- Opening Delimiter -

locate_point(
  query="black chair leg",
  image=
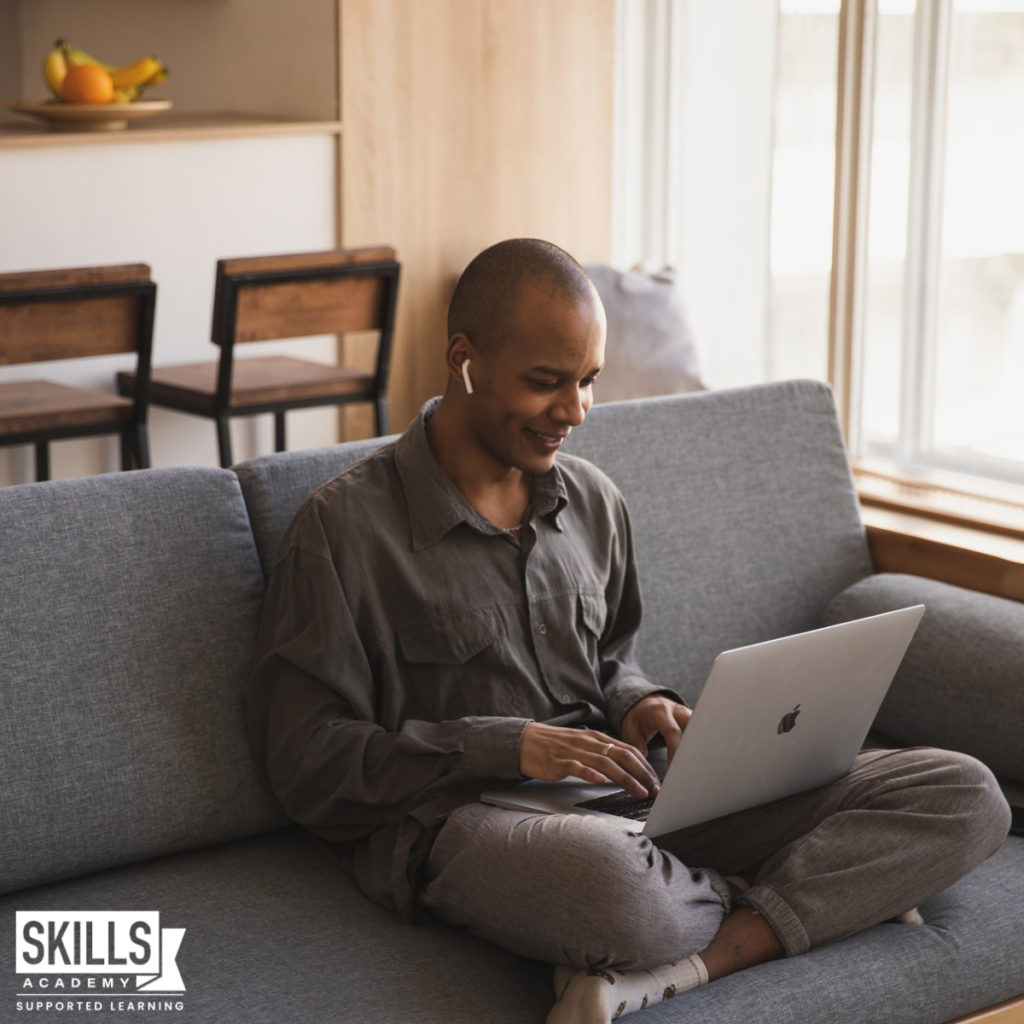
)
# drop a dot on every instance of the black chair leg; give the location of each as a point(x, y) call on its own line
point(224, 440)
point(380, 415)
point(128, 454)
point(135, 449)
point(142, 446)
point(42, 461)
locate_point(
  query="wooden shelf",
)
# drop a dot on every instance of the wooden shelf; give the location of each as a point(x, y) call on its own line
point(162, 128)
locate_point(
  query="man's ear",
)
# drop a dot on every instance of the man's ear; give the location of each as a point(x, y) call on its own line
point(459, 353)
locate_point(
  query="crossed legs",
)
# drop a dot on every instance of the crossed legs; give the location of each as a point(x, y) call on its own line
point(582, 892)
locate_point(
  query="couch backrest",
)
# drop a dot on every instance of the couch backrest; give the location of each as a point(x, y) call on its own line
point(128, 613)
point(744, 515)
point(274, 486)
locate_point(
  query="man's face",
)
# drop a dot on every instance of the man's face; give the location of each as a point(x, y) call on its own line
point(535, 384)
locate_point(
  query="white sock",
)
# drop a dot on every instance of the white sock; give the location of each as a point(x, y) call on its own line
point(600, 996)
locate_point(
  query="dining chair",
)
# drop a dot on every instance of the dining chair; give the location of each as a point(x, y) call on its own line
point(270, 298)
point(74, 313)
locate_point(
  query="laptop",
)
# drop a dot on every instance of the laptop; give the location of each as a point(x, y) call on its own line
point(774, 719)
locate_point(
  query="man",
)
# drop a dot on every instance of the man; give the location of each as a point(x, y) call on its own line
point(461, 607)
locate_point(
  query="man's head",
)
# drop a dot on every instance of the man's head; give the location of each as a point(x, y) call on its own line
point(525, 342)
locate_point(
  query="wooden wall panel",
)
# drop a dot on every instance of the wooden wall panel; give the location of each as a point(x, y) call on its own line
point(466, 122)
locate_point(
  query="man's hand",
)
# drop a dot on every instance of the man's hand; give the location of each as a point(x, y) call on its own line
point(654, 715)
point(551, 753)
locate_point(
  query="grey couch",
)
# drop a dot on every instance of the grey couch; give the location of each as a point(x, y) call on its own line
point(128, 611)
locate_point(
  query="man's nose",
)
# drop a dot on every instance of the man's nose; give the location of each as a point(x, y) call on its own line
point(572, 406)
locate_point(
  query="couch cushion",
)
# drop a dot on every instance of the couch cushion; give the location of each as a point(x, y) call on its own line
point(275, 485)
point(961, 683)
point(650, 347)
point(128, 610)
point(745, 517)
point(276, 934)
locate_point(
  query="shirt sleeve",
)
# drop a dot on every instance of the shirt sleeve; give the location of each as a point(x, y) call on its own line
point(623, 681)
point(311, 714)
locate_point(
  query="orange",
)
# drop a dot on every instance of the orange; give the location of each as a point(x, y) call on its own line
point(87, 84)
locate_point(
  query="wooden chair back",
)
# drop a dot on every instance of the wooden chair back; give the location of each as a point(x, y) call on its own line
point(298, 295)
point(75, 312)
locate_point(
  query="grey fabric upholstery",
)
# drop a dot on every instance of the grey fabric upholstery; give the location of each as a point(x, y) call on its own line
point(962, 683)
point(275, 485)
point(128, 609)
point(651, 345)
point(745, 519)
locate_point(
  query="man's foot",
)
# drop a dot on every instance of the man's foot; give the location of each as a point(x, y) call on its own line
point(600, 996)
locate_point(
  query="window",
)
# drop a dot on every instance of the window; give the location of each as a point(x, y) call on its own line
point(853, 207)
point(943, 326)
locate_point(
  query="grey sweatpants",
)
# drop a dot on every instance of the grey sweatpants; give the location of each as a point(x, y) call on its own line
point(583, 891)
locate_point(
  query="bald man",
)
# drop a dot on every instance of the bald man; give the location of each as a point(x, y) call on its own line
point(461, 607)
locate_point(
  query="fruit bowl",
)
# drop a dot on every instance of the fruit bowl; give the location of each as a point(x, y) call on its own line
point(88, 117)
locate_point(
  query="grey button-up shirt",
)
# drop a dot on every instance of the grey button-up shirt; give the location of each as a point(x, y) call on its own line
point(407, 643)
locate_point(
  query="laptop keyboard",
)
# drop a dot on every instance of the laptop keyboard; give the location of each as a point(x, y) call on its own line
point(621, 804)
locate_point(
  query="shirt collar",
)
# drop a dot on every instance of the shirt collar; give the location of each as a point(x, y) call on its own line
point(436, 506)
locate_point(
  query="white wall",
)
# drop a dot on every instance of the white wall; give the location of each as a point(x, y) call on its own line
point(177, 206)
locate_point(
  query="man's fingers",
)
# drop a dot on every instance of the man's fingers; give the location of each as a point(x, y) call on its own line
point(624, 766)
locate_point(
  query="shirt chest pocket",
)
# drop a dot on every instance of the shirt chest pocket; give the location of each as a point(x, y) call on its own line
point(449, 641)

- Closing Delimiter -

Repeat the whole of the material above exactly, but keep the pictures out.

locate_point(
  query="black chair leg",
  image=
)
# drop a dot on every instance of the black chair leg; give the location of each as a point(x, y) call on its own line
point(224, 440)
point(380, 415)
point(128, 454)
point(135, 449)
point(142, 446)
point(42, 461)
locate_point(
  query="wooden shelf",
)
# drop a dot on every instance of the wooden shelf; give the location of each as a point(x, y) call on its own line
point(162, 128)
locate_point(
  query="man's ear",
)
# drop a dot on every instance of the man's ear; give the location of each as a point(x, y) call on its own line
point(459, 353)
locate_point(
  query="crossed legs",
)
# drop a dot on every instance of the crossed legs; give the location of each as a point(x, y) call on its own line
point(582, 892)
locate_point(
  query="couch backrest",
)
# drop a dot on every instance of the couch backrest; give the location of each as a point(x, y) call on its own line
point(128, 613)
point(744, 515)
point(274, 486)
locate_point(
  query="man's face",
)
# drop a dot on every instance of the man's face; give the location of each as a point(x, y) call on its own line
point(535, 384)
locate_point(
  query="white sock",
)
# drop a dot on every instance of the white sock; give the location of each as a point(x, y) call on its own line
point(600, 996)
locate_point(
  query="dining chair",
)
# drop a dot on every instance of the dining chair; give the location of each as a point(x, y) call on its own line
point(270, 298)
point(74, 313)
locate_point(
  query="laptop",
)
# drop a dot on every instance of the laptop; give the location of each as a point(x, y) call on its own line
point(774, 719)
locate_point(
  query="man",
)
# drop a dot on every instance of the man; give the location of each as a point(x, y) call on its own line
point(461, 607)
locate_point(
  query="man's head",
)
# drop a dot on every instance of the man's head; give the location of each as a point(x, y) call on its own line
point(525, 342)
locate_point(
  query="wooden wall panel",
)
# drop a dot on every instance of the wooden wall panel; give the location of each as a point(x, y) call on its own line
point(466, 122)
locate_point(
  query="man's hand",
)
# drop a dot on every instance of the man's hand; give the location of each as a point(x, y) call on its own line
point(654, 715)
point(551, 753)
locate_point(
  query="grey couch",
)
# drop a dot on every instance of the grey couch; give the location of each as a point(x, y) call on its own line
point(128, 611)
locate_point(
  query="man's nose",
)
# drop a dot on every instance of the man's nose; give the location of each as a point(x, y) call on its own line
point(572, 406)
locate_point(
  query="couch cushion",
)
# drop a dot on every instance of the couch cushion; give the location of each as a point(x, y) call on its own line
point(275, 485)
point(961, 683)
point(650, 347)
point(128, 610)
point(745, 517)
point(276, 934)
locate_point(
  query="shirt sleeve",
)
# drop a dot on every instance of the shirt sleeve; give the location of each as a point(x, y) call on its own line
point(623, 681)
point(311, 714)
locate_point(
  query="orange",
)
# drop a dot on every instance of the orange; give the location of each as a point(x, y) call on its own line
point(87, 84)
locate_point(
  query="wooden chair back",
)
# drop a dot on every instance of the wooden chair back; give the location of each as a point(x, y) call on its own line
point(298, 295)
point(75, 312)
locate_point(
  query="grey fabric upholstery",
)
# drop a dot on every instance of the grey fabric upholstery; give the location of each as a point(x, y) call on its own line
point(962, 683)
point(275, 485)
point(128, 609)
point(651, 345)
point(745, 519)
locate_point(
  query="man's foot",
)
# drop a dot on every instance of the man's foot; give the location of each as a point(x, y) call on its own line
point(600, 996)
locate_point(
  query="window",
)
# drop a dot on every instance of the window; give the location of each as a point(x, y) call on its own line
point(853, 207)
point(943, 326)
locate_point(
  query="grey sweatpants",
)
# drop a dot on every instance of the grey sweatpants; give the location of each as a point(x, y) call on its own line
point(583, 891)
locate_point(
  query="bald man",
)
# drop a dot on every instance of the bald man; give the location of each as a point(x, y) call on its own line
point(461, 607)
locate_point(
  query="fruit bowl",
)
# drop a dot on every instance of the fruit bowl; give the location of each as a point(x, y) call on its own line
point(88, 117)
locate_point(
  query="grey button-up shirt",
)
# drop a dot on every instance of the grey button-up shirt; give the location of each as a point(x, y) call on its own line
point(407, 643)
locate_point(
  query="laptop keyboard",
)
# drop a dot on every instance of the laptop keyboard; give the location of each as a point(x, y) call on its own line
point(621, 804)
locate_point(
  query="shirt collar",
)
# drop a dot on every instance of the shirt collar; give the location of each as a point(x, y) call on its own line
point(436, 506)
locate_point(
  query="white wall",
)
# drop a dot on every instance of the white wall; give the location of each as a point(x, y) call on its own line
point(177, 206)
locate_point(
  query="man's fingers",
)
# drop a dot on every instance of the man's fingers; give the location of each as a point(x, y) call on its own line
point(624, 766)
locate_point(
  query="shirt chest pocket",
)
# drop a dot on every instance of the shirt chest pocket; give the location of each as a point(x, y) call on its own line
point(449, 641)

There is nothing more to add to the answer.